- Location labeling records:

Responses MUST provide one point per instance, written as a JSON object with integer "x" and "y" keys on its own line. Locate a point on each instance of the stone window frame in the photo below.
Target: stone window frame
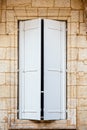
{"x": 13, "y": 121}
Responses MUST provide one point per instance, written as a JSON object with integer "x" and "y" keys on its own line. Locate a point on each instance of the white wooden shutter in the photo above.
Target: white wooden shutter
{"x": 29, "y": 69}
{"x": 54, "y": 70}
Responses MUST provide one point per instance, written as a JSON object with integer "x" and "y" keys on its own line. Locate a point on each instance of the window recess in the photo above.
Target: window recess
{"x": 42, "y": 65}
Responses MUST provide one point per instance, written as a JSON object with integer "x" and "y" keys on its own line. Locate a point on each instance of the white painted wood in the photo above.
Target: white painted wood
{"x": 30, "y": 69}
{"x": 54, "y": 70}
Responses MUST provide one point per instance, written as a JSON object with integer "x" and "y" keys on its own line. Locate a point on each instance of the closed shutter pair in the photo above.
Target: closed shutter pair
{"x": 42, "y": 69}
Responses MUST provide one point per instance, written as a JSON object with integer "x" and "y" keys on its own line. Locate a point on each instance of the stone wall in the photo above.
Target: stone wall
{"x": 71, "y": 10}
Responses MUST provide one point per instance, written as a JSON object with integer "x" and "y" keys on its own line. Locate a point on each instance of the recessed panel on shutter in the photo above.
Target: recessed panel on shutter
{"x": 54, "y": 70}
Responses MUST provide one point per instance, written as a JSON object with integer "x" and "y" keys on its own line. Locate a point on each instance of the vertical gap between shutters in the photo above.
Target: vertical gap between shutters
{"x": 18, "y": 76}
{"x": 42, "y": 69}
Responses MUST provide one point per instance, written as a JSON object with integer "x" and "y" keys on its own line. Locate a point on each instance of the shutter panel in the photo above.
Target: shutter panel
{"x": 54, "y": 70}
{"x": 30, "y": 69}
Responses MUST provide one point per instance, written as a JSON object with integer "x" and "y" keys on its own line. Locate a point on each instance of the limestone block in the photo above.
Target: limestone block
{"x": 71, "y": 91}
{"x": 2, "y": 53}
{"x": 81, "y": 42}
{"x": 2, "y": 28}
{"x": 82, "y": 102}
{"x": 72, "y": 41}
{"x": 74, "y": 28}
{"x": 13, "y": 66}
{"x": 83, "y": 54}
{"x": 76, "y": 4}
{"x": 11, "y": 78}
{"x": 62, "y": 3}
{"x": 3, "y": 126}
{"x": 7, "y": 41}
{"x": 82, "y": 80}
{"x": 3, "y": 4}
{"x": 3, "y": 117}
{"x": 32, "y": 12}
{"x": 81, "y": 66}
{"x": 4, "y": 66}
{"x": 3, "y": 104}
{"x": 42, "y": 3}
{"x": 11, "y": 104}
{"x": 71, "y": 78}
{"x": 82, "y": 91}
{"x": 72, "y": 66}
{"x": 5, "y": 91}
{"x": 3, "y": 16}
{"x": 11, "y": 53}
{"x": 71, "y": 103}
{"x": 10, "y": 15}
{"x": 64, "y": 12}
{"x": 42, "y": 11}
{"x": 18, "y": 2}
{"x": 72, "y": 54}
{"x": 81, "y": 16}
{"x": 83, "y": 28}
{"x": 20, "y": 12}
{"x": 53, "y": 12}
{"x": 10, "y": 28}
{"x": 82, "y": 118}
{"x": 74, "y": 16}
{"x": 72, "y": 116}
{"x": 2, "y": 78}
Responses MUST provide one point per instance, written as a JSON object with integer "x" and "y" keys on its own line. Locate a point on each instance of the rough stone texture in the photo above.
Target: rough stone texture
{"x": 70, "y": 10}
{"x": 44, "y": 3}
{"x": 62, "y": 3}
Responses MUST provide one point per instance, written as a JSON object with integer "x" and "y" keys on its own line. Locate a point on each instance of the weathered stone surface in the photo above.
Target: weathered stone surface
{"x": 2, "y": 78}
{"x": 10, "y": 15}
{"x": 42, "y": 3}
{"x": 82, "y": 91}
{"x": 42, "y": 12}
{"x": 64, "y": 12}
{"x": 32, "y": 12}
{"x": 62, "y": 3}
{"x": 83, "y": 28}
{"x": 76, "y": 4}
{"x": 82, "y": 54}
{"x": 11, "y": 53}
{"x": 75, "y": 16}
{"x": 53, "y": 12}
{"x": 2, "y": 28}
{"x": 18, "y": 2}
{"x": 71, "y": 10}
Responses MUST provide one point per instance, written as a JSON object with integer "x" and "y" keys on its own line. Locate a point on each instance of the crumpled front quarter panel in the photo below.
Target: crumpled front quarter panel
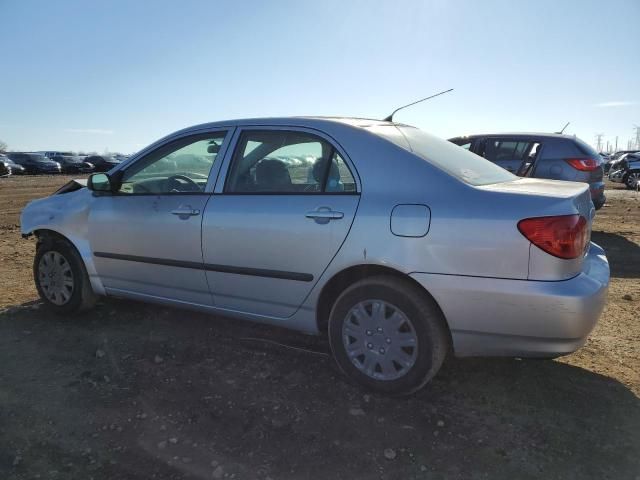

- Problem description:
Find every row above that contains the word "wall" and copy each such row in full.

- Output for this exercise:
Responses MUST provide one point per instance, written as a JSON object with integer "x" and "y" keys on its own line. Locate a point on each instance of the stone wall in the photo above.
Target: stone wall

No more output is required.